= GIVEN INSTRUCTION =
Reproduce everything from the start of the rows down to the line containing "417 79 L 419", swapping "cage corner post" for "cage support post" and keeping all else unchanged.

Items from a dataset

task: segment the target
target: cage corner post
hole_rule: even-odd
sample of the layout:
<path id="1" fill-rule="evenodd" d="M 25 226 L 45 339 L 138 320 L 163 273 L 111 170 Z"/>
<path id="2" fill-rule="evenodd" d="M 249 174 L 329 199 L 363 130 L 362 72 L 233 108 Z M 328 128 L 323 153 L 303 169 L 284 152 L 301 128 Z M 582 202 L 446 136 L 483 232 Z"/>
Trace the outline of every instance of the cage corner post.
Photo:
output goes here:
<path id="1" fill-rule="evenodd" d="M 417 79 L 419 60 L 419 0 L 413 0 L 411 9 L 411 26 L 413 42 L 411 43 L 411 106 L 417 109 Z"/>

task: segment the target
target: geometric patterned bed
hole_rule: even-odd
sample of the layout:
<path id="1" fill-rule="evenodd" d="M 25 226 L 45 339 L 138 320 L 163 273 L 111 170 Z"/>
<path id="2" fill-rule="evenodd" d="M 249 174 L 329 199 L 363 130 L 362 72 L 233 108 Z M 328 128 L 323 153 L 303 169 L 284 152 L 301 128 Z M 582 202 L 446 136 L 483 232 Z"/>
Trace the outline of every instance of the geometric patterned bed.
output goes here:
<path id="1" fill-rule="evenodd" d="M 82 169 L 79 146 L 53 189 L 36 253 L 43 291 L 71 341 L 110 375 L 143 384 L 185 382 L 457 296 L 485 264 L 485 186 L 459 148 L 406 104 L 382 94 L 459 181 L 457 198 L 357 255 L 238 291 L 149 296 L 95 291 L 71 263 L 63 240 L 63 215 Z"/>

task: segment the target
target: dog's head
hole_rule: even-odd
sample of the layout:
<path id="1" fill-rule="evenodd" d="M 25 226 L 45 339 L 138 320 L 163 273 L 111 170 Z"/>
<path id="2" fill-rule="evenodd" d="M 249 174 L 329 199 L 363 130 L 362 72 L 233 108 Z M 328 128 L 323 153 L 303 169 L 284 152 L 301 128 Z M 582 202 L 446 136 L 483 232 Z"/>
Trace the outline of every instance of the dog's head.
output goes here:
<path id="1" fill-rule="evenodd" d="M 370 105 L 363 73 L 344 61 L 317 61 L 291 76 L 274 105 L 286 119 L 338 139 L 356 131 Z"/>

= COMPLETED EXERCISE =
task: segment the target
target: cage support post
hole_rule: even-odd
sample of the layout:
<path id="1" fill-rule="evenodd" d="M 25 226 L 45 339 L 138 320 L 163 273 L 111 170 Z"/>
<path id="2" fill-rule="evenodd" d="M 249 174 L 329 199 L 363 130 L 362 72 L 233 108 Z M 328 128 L 323 153 L 303 169 L 284 152 L 301 128 Z M 582 202 L 446 136 L 483 232 Z"/>
Trace the outline of every instance of the cage support post.
Photo:
output goes here:
<path id="1" fill-rule="evenodd" d="M 417 79 L 419 60 L 419 0 L 413 0 L 411 9 L 411 26 L 413 42 L 411 43 L 411 106 L 417 109 Z"/>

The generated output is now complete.